§ **Task inputs**:

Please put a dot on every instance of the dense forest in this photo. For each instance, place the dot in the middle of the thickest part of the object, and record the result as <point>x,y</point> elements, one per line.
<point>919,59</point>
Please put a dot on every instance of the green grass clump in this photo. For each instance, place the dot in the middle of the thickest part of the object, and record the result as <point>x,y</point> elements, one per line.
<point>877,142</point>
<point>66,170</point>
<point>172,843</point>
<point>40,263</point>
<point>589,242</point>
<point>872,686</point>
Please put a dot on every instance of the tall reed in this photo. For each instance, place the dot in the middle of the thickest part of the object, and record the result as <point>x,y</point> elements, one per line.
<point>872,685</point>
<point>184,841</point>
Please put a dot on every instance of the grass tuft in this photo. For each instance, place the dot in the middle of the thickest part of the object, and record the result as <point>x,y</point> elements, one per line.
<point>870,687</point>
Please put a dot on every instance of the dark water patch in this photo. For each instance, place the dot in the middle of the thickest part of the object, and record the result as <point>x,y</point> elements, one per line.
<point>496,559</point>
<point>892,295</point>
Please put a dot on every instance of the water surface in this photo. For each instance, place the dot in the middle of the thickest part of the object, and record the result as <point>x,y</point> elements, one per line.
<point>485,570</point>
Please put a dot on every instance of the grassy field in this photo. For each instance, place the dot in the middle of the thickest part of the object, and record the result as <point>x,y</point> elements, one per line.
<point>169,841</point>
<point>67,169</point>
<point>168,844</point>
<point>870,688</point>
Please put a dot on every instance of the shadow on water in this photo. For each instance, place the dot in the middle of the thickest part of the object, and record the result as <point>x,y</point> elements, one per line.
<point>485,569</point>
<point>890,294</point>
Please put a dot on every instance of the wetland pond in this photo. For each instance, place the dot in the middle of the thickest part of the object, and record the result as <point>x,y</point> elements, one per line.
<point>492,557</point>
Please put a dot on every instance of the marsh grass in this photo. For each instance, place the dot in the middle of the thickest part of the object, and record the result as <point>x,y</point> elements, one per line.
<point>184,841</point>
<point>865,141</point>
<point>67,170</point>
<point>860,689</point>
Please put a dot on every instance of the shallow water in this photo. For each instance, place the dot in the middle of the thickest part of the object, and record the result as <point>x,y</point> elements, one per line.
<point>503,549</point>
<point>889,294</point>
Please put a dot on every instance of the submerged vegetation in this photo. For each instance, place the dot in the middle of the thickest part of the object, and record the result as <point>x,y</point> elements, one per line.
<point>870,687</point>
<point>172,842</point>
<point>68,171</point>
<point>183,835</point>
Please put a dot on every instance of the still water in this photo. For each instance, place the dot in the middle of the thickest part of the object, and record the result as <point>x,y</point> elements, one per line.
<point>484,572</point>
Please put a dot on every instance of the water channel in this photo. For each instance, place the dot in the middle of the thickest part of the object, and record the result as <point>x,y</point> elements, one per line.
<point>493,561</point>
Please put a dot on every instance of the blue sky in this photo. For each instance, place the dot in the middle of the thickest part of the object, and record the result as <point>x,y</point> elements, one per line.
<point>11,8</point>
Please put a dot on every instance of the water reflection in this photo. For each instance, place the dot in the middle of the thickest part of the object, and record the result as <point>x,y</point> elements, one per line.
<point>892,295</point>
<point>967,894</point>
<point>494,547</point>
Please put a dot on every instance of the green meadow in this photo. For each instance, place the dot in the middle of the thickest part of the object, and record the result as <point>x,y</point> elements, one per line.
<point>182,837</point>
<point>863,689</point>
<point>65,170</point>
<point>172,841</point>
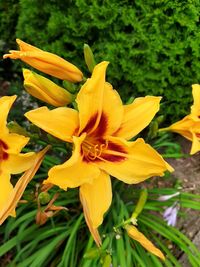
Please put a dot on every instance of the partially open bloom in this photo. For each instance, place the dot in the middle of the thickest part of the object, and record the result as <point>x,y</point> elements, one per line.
<point>135,234</point>
<point>11,160</point>
<point>99,131</point>
<point>46,62</point>
<point>11,200</point>
<point>189,126</point>
<point>45,90</point>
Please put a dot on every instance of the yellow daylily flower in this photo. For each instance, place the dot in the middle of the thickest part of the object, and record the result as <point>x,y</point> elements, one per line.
<point>135,234</point>
<point>100,130</point>
<point>46,62</point>
<point>189,126</point>
<point>45,90</point>
<point>11,160</point>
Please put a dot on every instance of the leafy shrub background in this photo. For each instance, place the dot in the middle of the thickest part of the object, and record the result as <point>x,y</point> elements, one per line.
<point>153,46</point>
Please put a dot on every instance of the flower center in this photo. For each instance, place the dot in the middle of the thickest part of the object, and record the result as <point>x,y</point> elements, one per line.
<point>197,135</point>
<point>92,149</point>
<point>3,153</point>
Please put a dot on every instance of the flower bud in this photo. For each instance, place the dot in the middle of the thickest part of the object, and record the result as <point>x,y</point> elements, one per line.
<point>89,57</point>
<point>46,62</point>
<point>44,198</point>
<point>45,90</point>
<point>92,253</point>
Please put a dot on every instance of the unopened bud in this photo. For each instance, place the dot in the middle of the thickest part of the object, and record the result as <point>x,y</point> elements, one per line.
<point>44,198</point>
<point>89,57</point>
<point>92,253</point>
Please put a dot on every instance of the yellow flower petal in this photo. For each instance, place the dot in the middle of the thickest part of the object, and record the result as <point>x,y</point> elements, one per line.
<point>195,108</point>
<point>97,198</point>
<point>138,115</point>
<point>74,172</point>
<point>14,196</point>
<point>132,162</point>
<point>195,144</point>
<point>183,127</point>
<point>90,98</point>
<point>45,90</point>
<point>138,236</point>
<point>46,62</point>
<point>112,111</point>
<point>5,105</point>
<point>6,188</point>
<point>17,163</point>
<point>61,122</point>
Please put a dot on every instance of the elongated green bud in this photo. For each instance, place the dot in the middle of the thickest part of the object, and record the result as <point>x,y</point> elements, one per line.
<point>14,127</point>
<point>44,198</point>
<point>140,205</point>
<point>107,261</point>
<point>92,253</point>
<point>89,57</point>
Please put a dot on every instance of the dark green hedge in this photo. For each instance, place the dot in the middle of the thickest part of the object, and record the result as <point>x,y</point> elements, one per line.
<point>153,46</point>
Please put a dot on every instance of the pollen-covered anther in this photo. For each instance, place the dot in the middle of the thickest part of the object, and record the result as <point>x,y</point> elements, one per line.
<point>92,151</point>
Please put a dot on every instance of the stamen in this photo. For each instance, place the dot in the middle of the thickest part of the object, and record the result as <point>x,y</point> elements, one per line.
<point>93,151</point>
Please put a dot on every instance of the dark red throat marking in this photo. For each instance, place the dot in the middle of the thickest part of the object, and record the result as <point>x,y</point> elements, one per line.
<point>3,153</point>
<point>100,129</point>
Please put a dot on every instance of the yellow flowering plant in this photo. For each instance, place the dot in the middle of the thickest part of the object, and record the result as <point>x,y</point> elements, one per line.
<point>99,137</point>
<point>189,126</point>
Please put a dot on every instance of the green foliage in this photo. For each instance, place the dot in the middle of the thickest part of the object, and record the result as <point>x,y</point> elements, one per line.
<point>63,240</point>
<point>153,46</point>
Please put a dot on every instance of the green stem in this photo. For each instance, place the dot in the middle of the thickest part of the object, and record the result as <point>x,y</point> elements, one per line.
<point>140,205</point>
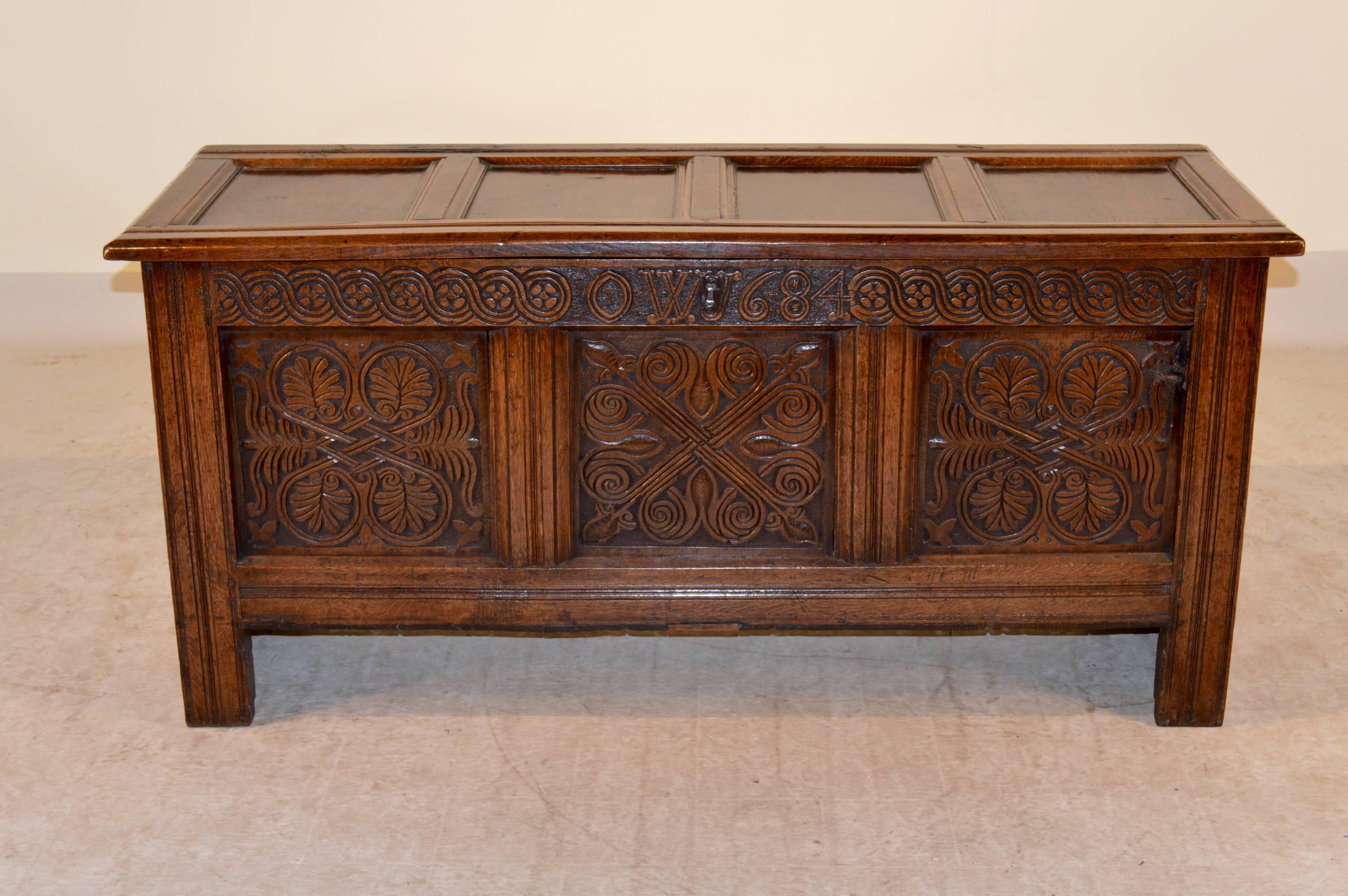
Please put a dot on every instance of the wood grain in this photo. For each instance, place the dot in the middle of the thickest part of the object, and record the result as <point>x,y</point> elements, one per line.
<point>441,410</point>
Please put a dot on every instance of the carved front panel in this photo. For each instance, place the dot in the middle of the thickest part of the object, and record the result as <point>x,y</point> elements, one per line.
<point>703,440</point>
<point>359,442</point>
<point>1049,441</point>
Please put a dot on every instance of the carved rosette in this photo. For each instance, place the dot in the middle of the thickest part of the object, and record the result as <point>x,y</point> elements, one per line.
<point>703,441</point>
<point>664,294</point>
<point>1043,444</point>
<point>359,445</point>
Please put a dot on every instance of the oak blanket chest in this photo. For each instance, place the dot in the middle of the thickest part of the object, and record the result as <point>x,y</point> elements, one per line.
<point>704,389</point>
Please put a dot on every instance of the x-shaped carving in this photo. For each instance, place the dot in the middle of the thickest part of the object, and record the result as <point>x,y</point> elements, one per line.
<point>772,498</point>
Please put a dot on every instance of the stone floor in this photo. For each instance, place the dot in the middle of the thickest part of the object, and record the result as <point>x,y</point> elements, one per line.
<point>697,766</point>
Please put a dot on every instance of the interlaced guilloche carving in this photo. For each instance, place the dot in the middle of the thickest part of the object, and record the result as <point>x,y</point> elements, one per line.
<point>687,441</point>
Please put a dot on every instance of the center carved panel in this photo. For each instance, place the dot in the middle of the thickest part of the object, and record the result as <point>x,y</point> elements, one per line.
<point>359,445</point>
<point>1049,444</point>
<point>703,440</point>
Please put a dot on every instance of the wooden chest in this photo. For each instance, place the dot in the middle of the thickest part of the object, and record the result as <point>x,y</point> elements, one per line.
<point>704,389</point>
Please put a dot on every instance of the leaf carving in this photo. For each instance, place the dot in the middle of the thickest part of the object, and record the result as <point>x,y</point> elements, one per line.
<point>1002,502</point>
<point>799,360</point>
<point>763,445</point>
<point>1010,387</point>
<point>399,389</point>
<point>321,502</point>
<point>1099,386</point>
<point>608,523</point>
<point>1087,503</point>
<point>793,526</point>
<point>641,445</point>
<point>607,359</point>
<point>405,502</point>
<point>312,389</point>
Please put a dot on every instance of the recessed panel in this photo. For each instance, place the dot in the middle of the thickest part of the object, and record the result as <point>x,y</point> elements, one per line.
<point>575,194</point>
<point>703,440</point>
<point>335,196</point>
<point>1093,196</point>
<point>834,194</point>
<point>365,442</point>
<point>1049,441</point>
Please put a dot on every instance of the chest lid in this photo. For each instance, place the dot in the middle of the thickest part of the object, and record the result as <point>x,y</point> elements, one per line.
<point>947,201</point>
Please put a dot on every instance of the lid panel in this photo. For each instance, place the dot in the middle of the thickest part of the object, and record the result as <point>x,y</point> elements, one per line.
<point>583,193</point>
<point>701,201</point>
<point>1093,196</point>
<point>266,197</point>
<point>889,194</point>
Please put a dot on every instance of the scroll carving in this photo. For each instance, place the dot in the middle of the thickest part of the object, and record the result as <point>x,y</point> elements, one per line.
<point>359,445</point>
<point>707,441</point>
<point>1049,442</point>
<point>645,294</point>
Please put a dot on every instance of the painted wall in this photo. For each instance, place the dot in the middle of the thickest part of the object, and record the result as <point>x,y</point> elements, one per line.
<point>106,102</point>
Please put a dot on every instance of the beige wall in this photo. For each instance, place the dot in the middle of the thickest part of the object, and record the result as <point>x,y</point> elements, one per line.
<point>104,102</point>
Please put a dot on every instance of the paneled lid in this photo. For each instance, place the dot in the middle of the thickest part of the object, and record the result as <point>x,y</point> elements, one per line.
<point>937,201</point>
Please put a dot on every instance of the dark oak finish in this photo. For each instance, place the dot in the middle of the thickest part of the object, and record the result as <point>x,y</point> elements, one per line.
<point>704,389</point>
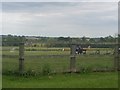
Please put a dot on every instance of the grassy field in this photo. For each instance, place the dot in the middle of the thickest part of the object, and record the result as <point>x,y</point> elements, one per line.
<point>56,61</point>
<point>91,80</point>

§ **Instructions for the task**: Please repeat, character for character, the rows above from the line containing "Please put a dot on every instance of the submerged" through the line containing "<point>183,835</point>".

§ **Answer**:
Please put a dot on every instance of the submerged vegetation in this photo. For each instance, place the dot in the middle of the thickest part of the object, and record the result as <point>x,y</point> elements, one per line.
<point>870,687</point>
<point>172,842</point>
<point>68,171</point>
<point>183,835</point>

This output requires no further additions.